Exercise data →
____

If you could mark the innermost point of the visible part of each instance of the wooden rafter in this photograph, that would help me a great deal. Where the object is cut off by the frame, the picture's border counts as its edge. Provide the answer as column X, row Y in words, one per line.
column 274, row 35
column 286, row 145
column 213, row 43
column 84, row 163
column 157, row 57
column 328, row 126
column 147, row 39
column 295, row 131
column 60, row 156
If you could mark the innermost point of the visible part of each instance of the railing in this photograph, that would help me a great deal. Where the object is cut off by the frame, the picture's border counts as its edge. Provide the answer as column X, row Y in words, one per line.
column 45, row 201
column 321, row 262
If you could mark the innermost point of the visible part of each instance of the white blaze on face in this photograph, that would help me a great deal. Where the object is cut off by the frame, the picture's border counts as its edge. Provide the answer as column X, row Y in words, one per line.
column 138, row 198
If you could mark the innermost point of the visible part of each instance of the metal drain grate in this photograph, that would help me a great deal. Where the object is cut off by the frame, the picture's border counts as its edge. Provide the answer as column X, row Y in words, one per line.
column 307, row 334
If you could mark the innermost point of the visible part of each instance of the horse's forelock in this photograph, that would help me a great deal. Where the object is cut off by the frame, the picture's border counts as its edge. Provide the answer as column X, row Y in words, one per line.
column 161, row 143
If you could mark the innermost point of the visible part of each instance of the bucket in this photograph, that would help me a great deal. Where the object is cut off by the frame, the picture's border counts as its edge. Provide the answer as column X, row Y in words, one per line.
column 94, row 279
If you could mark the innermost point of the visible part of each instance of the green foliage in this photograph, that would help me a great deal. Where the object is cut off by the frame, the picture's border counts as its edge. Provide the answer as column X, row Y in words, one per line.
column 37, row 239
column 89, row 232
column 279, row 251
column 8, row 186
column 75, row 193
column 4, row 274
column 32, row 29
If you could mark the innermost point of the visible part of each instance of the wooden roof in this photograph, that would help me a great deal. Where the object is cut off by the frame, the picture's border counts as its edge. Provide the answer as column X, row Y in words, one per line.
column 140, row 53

____

Task statement →
All of the data above should be written out again word for word.

Response for this exercise →
If you could mark the innermost point of the visible part of each instance of the wooden rafter in this photograph, that would help me a great deal. Where the object is cut off by the frame, the picture's border counts as its edge. Provide the answer as column X, row Y in words, one per line.
column 274, row 35
column 286, row 145
column 213, row 43
column 84, row 163
column 157, row 57
column 328, row 126
column 147, row 39
column 295, row 131
column 60, row 156
If you could mark the innermost point of the visible part of each instance of the railing in this photograph, that would help me a great deal. Where the object is cut off by the frame, the picture's border counts as its edge. Provide the answer as column X, row Y in words, one per line.
column 45, row 201
column 321, row 262
If you could mark the innermost point of the visible part of each instance of the white blaze on face in this photograph, that would help me a great deal. Where the object is cut off by the frame, the picture's border counts as its edge. Provide the answer as column X, row Y in words, one per line.
column 138, row 198
If you could mark the innermost point of the visible part of each instance of the metal drain grate in this photograph, that would help me a great deal. Where the object is cut off by the frame, the picture's border counts as its edge. Provide the answer as column X, row Y in words, one per line.
column 307, row 334
If you could mark the innermost point of the visible part of each instance of the horse's forelock in this photograph, that would help me a great deal. Where the object is cut off by the frame, the picture's border counts as its edge. Provide the answer as column X, row Y in words, one per line.
column 161, row 143
If you could mark the innermost point of the visible part of each instance of the bucket in this photograph, that would help me a great deal. Where the object is cut off by the frame, the picture's border counts as its edge. Provide the answer as column X, row Y in words, one per line.
column 94, row 279
If you could mark the innermost point of the visible part of each instance of the green foliage in this photograph, that would help me a great deal. Where the object is cut off by the frame, the picture's border counts as its edge. Provide the answer as column X, row Y in words, one per line.
column 37, row 239
column 89, row 232
column 279, row 251
column 8, row 186
column 75, row 193
column 4, row 274
column 32, row 29
If you could mark the innermost point of the visible part of each instance of the wooden roof in this photograph, that would help me a great deal. Where the object is cut off by the frame, the picture's border counts as its edge. Provide the answer as column X, row Y in words, one per line.
column 140, row 53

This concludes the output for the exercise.